◆ WORK INSTRUCTION:
All lines from the one containing "Practice. For this step, pick out the gravel" down to the one containing "Practice. For this step, pick out the sky", both ends included, are to be given again exactly; omit the rest of the listing below.

◆ DATASET RECORDS:
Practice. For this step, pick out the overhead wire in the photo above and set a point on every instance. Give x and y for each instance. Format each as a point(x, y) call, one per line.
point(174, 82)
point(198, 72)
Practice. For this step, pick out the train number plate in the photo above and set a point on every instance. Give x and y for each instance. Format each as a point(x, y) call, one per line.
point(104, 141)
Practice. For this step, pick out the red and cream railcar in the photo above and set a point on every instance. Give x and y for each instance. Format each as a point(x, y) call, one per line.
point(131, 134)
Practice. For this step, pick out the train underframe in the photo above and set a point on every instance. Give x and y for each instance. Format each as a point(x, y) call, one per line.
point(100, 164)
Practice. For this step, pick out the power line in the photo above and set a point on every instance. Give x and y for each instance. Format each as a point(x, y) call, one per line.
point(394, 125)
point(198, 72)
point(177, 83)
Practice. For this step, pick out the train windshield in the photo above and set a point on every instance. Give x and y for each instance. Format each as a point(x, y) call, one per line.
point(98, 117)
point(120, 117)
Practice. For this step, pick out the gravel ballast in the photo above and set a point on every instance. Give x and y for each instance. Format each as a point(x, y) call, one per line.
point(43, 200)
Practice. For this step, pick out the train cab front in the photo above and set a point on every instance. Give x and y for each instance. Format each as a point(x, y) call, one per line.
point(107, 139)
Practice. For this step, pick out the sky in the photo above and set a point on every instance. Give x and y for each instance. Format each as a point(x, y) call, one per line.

---

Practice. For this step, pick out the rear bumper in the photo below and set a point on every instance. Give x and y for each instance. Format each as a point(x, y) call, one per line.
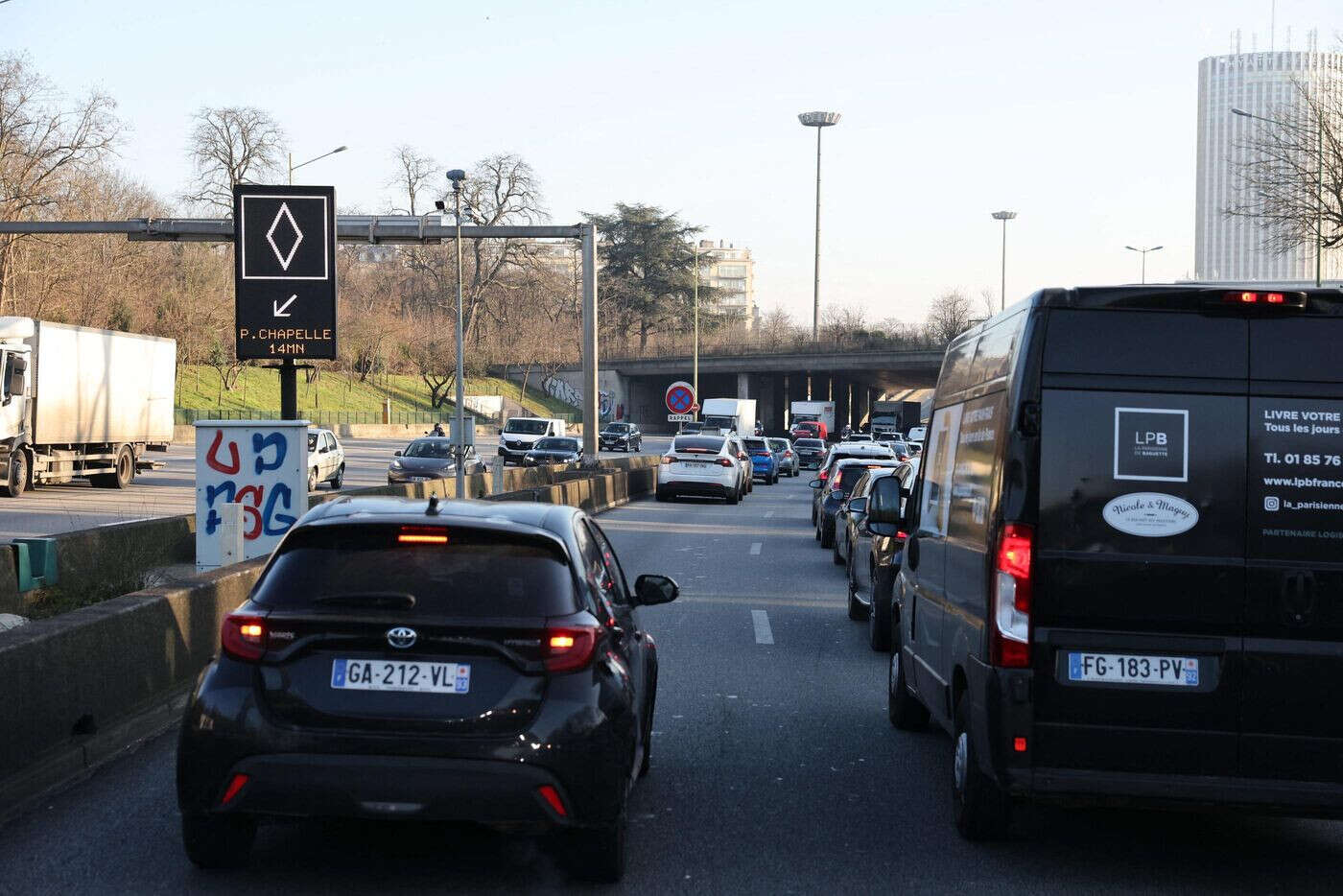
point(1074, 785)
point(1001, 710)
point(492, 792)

...

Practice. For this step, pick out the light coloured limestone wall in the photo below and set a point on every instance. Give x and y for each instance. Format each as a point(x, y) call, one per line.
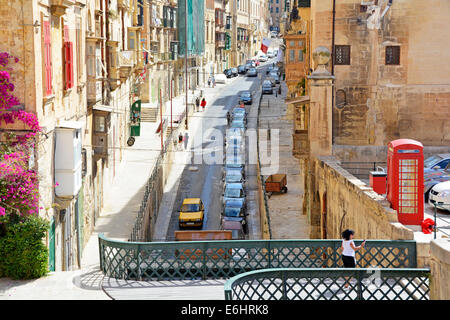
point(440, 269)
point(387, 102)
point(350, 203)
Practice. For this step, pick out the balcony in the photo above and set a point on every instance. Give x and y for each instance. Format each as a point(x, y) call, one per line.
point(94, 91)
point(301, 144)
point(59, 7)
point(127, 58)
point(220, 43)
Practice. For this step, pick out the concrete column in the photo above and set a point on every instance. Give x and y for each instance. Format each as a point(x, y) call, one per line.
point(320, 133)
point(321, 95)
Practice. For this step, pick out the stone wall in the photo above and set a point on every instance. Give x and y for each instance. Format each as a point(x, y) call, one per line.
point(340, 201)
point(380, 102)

◆ OUTPUT OF THE EXERCISE:
Practice. For this step, pick out the gravel ballast in the photo above and set a point on every instance. Give x and y for each instance. Format each as a point(x, y) call, one per line.
point(43, 200)
Practice. For this step, pick out the train cab front in the photo above and set a point on every instance. Give x and y for each instance. Format each as a point(x, y) call, one per line.
point(107, 139)
Practice. For this step, pick out the sky in the photo above and set a point on every instance. Give x and y for each instance. Format each as a point(x, y) call, one per line.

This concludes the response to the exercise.